ENTRIES SHOWN –
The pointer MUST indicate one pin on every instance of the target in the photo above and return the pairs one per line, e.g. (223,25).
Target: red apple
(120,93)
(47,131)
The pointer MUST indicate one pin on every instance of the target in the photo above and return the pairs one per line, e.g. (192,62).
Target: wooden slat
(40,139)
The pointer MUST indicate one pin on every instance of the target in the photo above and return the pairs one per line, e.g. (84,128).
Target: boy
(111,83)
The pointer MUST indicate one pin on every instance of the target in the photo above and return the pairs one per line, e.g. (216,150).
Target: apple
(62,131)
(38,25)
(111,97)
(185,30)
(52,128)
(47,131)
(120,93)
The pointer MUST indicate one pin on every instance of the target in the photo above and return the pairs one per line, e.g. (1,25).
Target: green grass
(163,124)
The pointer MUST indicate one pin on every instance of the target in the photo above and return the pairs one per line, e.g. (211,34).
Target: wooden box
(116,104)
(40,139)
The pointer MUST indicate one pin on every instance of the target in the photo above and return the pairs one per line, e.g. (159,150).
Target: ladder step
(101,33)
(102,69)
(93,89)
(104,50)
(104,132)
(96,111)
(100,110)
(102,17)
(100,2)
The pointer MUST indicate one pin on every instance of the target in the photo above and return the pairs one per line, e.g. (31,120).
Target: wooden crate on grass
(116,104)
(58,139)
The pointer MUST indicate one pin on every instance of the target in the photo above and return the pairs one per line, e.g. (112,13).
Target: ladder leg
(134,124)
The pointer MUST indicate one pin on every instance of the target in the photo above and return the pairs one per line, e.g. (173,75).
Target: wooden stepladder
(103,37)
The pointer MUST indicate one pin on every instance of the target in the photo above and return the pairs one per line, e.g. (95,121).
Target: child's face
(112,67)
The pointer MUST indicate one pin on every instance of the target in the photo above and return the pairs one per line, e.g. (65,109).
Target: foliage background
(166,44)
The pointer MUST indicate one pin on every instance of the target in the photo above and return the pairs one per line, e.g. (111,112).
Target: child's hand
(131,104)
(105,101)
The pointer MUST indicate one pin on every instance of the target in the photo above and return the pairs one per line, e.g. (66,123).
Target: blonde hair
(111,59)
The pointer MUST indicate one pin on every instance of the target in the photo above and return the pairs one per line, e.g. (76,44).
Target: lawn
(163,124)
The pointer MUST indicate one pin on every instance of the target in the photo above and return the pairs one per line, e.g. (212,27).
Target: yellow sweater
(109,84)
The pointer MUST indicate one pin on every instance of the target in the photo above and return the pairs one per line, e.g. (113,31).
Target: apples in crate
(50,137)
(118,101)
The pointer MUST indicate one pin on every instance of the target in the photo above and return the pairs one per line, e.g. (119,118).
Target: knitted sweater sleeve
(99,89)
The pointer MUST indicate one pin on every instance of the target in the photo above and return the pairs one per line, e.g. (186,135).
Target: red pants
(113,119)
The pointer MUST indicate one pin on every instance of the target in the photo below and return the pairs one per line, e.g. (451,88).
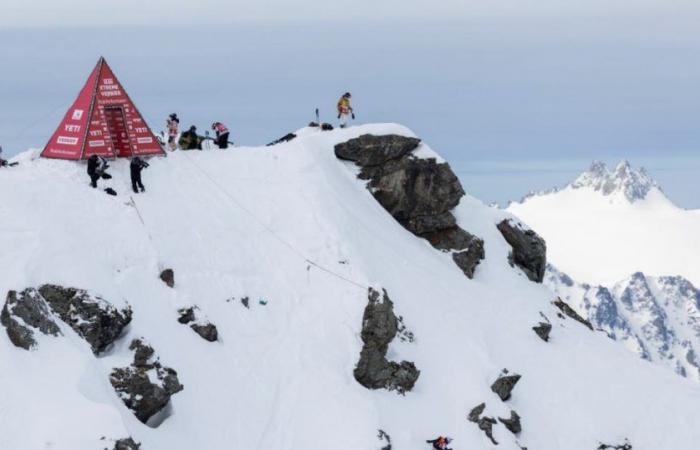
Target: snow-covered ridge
(657,318)
(244,224)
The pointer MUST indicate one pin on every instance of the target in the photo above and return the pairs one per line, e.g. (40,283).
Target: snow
(249,222)
(601,238)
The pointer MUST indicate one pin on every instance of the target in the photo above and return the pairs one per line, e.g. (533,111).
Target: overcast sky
(68,13)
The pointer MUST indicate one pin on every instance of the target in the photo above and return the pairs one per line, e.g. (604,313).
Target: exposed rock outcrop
(512,423)
(505,384)
(529,249)
(205,329)
(168,277)
(23,314)
(542,330)
(93,318)
(379,327)
(485,423)
(145,386)
(569,311)
(418,193)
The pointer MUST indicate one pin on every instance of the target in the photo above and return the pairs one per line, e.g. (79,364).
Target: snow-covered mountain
(608,224)
(307,279)
(656,317)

WHAT IS NEEDED – Without the pictures, repeat exactly the lines running from the line containing "line, e.g. (119,118)." through the end of the data, both ends included.

ANSWER –
The pointer MUST indicate one pin on every instance of the target in the photo above and return the pairs one per line, e.g. (119,118).
Target: knitted sweater sleeve
(99,89)
The pointer MUST indicate one pin on every instance of the target in the photo above and return the pairs one per line, e.g. (186,135).
Target: red pants
(113,119)
The pointer MUST indicate one pin on every instance of the target in the photo below and return the pairs one per line, e.g. (451,88).
Target: snow-covered ridge
(657,318)
(244,224)
The pointer MUST indicate one pin on every instance of the target in the photo above and return the pairs one per line, e.g. (40,283).
Target: snow
(249,222)
(601,238)
The pointer MUST indicate one pin on every instance of the target in the photo above and return the pairs one per line, e.g. (533,111).
Target: overcast sky
(68,13)
The pointer MUST indicate one pin on every instance of the target in the photo above and return the pairs one per line, e.g. (604,313).
Target: exposed rock outcrop
(512,423)
(505,384)
(529,249)
(205,329)
(168,277)
(23,314)
(542,330)
(93,318)
(379,327)
(485,423)
(145,386)
(569,311)
(418,193)
The pointer MUST indicate one pin on every instance of the target in the photo above and return the pairs one per line, e.g. (79,364).
Target: snow-covered mountain
(608,224)
(307,279)
(656,317)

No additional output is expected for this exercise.